(Records contained in a dataset)
+++

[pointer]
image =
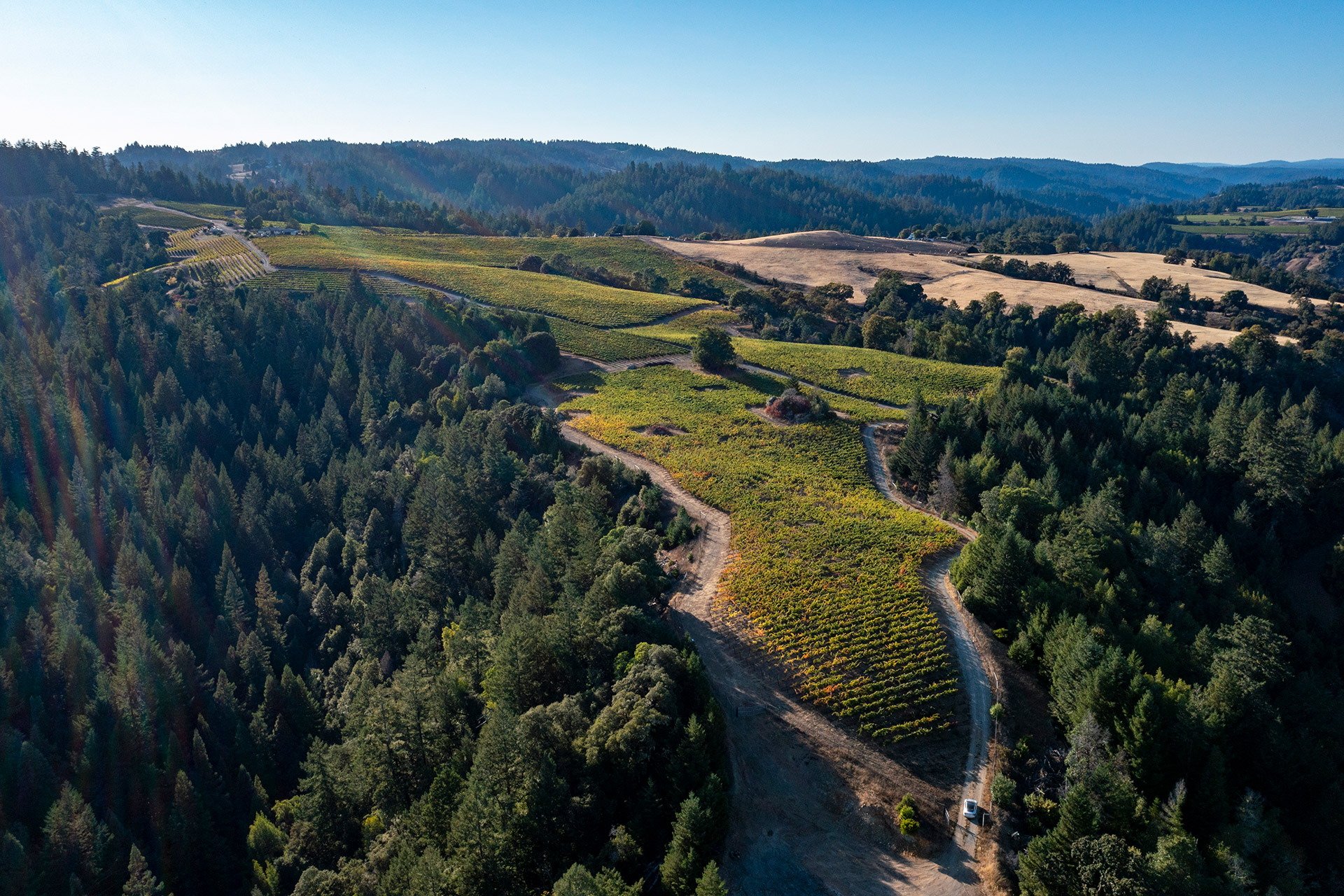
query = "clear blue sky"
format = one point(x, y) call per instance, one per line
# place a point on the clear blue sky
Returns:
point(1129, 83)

+++

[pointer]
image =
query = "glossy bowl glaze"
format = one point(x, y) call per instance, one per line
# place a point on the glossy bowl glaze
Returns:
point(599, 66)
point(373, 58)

+++

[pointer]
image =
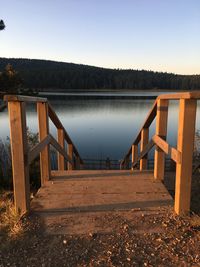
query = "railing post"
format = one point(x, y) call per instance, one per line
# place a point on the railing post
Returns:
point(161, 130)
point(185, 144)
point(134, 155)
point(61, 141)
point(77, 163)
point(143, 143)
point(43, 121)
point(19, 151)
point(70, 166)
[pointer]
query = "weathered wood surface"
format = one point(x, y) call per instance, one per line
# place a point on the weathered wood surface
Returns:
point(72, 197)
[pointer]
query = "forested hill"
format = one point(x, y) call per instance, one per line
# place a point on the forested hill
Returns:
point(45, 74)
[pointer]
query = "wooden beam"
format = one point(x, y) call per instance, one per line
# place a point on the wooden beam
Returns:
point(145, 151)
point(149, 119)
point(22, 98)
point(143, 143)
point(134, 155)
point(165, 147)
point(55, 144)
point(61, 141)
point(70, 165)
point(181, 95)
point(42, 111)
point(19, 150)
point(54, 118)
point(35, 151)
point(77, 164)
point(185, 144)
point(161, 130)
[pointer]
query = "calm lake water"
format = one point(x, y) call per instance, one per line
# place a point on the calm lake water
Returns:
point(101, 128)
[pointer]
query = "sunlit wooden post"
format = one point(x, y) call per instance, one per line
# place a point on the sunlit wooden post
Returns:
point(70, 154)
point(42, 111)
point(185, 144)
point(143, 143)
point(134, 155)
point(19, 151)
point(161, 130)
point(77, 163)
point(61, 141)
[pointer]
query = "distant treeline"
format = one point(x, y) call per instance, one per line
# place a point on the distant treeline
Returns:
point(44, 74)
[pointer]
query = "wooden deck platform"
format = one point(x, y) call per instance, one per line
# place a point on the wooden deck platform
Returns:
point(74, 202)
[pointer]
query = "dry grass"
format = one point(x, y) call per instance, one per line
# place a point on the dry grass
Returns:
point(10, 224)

+++

(What the task asks)
Pick out each line in the items above that contains the word "clear", treating uppercase and lowercase as different, and copy those lines.

(Answer to this problem)
query = "clear blue sky"
# place a point on the clear blue sky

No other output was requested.